Input material>
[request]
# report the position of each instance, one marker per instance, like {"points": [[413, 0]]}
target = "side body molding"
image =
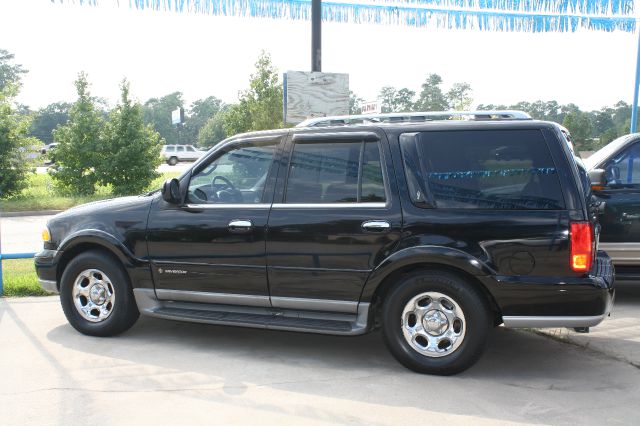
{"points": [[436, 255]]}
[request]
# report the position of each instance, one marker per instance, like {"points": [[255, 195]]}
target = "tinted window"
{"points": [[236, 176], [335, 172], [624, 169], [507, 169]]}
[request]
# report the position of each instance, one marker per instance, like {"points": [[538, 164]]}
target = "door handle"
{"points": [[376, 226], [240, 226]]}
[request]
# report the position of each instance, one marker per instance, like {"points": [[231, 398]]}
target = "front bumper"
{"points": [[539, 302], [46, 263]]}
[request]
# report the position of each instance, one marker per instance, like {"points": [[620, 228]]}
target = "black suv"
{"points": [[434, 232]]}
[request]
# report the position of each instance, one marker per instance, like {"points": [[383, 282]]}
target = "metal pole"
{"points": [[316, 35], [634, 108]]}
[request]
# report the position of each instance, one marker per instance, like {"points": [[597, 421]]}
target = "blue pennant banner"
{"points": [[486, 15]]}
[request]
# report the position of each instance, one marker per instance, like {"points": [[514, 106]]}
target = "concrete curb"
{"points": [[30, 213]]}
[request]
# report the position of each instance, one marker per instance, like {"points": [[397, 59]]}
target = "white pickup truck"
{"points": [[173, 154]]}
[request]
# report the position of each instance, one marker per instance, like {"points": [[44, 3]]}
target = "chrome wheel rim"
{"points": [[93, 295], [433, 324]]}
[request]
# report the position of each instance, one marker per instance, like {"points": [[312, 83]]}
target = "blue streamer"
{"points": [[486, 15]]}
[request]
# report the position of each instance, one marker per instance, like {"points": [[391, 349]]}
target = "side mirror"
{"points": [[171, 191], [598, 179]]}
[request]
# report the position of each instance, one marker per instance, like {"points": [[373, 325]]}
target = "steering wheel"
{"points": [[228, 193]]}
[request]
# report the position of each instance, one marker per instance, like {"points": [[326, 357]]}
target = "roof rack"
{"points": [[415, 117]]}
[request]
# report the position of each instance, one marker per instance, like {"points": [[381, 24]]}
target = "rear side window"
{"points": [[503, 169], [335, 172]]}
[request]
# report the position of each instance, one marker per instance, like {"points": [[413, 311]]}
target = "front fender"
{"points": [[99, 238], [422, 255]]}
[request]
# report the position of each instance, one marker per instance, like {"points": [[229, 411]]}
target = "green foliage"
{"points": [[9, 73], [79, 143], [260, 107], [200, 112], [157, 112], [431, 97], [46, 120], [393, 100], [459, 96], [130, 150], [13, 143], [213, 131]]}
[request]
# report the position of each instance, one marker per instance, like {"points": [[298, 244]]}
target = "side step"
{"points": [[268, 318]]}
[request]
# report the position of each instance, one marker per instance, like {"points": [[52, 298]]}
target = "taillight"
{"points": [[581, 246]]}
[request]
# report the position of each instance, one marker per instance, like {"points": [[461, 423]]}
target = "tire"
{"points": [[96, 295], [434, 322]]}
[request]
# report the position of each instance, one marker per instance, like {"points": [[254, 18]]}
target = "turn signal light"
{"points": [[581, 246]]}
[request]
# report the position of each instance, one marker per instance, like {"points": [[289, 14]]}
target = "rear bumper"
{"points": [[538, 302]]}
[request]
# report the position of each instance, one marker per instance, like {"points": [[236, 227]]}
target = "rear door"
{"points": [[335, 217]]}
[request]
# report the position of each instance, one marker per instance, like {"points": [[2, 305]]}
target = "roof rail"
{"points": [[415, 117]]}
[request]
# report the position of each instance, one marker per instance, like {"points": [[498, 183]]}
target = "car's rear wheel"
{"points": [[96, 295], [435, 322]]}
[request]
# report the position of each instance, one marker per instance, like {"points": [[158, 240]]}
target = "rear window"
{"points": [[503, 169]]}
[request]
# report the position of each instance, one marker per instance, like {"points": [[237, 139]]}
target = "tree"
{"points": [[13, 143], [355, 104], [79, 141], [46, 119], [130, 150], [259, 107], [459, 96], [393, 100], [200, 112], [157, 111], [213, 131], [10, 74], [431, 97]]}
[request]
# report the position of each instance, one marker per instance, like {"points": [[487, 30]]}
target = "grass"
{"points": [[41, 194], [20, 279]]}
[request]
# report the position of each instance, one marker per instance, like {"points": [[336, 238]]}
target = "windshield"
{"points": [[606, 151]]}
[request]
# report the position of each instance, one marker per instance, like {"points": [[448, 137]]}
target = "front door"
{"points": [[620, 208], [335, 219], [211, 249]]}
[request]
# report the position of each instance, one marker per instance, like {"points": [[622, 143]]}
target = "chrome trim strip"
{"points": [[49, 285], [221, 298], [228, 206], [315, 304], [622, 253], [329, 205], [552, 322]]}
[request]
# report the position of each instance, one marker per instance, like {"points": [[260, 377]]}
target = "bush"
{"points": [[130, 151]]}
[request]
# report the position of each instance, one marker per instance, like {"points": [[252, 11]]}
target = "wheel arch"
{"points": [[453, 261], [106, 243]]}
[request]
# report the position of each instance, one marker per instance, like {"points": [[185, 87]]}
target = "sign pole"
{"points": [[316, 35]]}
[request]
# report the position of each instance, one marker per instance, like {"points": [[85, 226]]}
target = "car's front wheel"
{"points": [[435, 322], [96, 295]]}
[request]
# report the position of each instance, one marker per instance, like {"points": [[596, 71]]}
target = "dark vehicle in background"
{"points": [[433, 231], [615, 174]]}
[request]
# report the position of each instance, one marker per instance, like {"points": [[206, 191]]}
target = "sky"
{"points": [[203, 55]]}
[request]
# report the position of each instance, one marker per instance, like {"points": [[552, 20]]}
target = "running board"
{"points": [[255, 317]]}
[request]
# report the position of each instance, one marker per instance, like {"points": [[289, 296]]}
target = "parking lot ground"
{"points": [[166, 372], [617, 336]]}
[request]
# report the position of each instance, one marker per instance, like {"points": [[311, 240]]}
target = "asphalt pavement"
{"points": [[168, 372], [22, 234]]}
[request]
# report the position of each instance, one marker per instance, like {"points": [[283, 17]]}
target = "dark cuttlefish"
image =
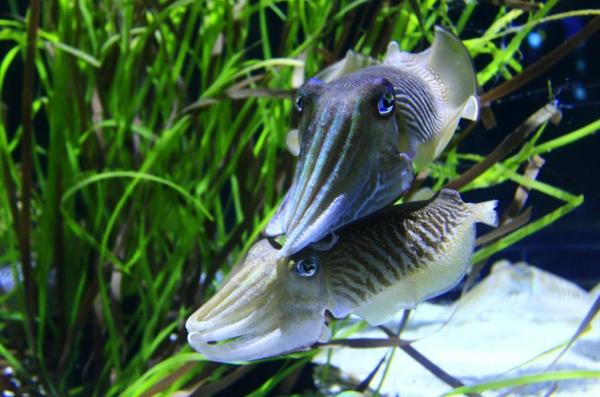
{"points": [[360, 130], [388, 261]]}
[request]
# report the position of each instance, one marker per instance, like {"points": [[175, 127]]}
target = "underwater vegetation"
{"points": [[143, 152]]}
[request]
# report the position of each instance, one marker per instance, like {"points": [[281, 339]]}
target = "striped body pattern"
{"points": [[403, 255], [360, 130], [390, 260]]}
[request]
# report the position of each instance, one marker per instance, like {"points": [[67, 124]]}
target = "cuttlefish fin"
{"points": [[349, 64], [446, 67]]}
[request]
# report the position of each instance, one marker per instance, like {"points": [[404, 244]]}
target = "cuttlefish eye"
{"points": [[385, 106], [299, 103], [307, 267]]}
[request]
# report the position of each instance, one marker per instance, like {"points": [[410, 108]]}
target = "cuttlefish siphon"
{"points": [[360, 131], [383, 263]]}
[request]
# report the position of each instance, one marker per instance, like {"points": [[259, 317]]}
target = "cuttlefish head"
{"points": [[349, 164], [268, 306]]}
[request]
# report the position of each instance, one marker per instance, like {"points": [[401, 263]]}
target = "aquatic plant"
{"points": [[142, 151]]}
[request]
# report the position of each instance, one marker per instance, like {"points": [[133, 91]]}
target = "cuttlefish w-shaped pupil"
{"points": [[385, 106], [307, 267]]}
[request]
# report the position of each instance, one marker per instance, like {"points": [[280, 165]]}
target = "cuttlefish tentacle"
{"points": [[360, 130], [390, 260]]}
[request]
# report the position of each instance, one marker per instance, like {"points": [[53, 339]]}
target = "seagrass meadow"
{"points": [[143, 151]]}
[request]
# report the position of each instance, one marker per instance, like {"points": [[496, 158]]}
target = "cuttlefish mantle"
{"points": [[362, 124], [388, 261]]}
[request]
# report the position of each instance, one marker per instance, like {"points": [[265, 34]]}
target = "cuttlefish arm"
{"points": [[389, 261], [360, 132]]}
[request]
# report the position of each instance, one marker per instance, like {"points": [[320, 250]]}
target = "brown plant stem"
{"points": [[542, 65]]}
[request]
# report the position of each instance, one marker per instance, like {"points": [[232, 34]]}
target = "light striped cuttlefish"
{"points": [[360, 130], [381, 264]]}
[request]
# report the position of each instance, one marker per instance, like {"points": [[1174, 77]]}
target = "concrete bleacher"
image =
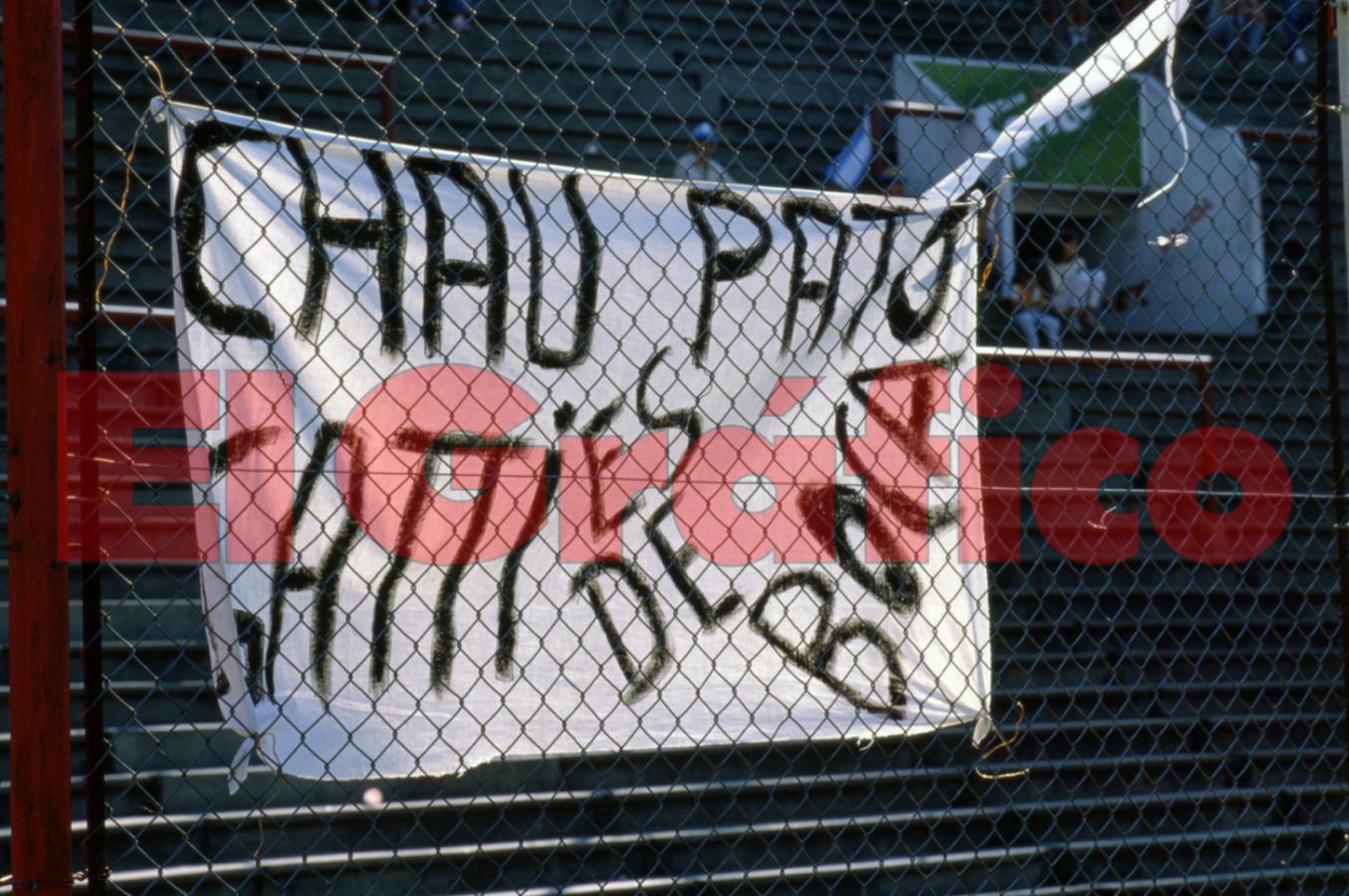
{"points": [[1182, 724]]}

Objective>
Copy out every line in the rows above that contains the word "bumper".

Written solution>
target = "front bumper"
target = "rear bumper"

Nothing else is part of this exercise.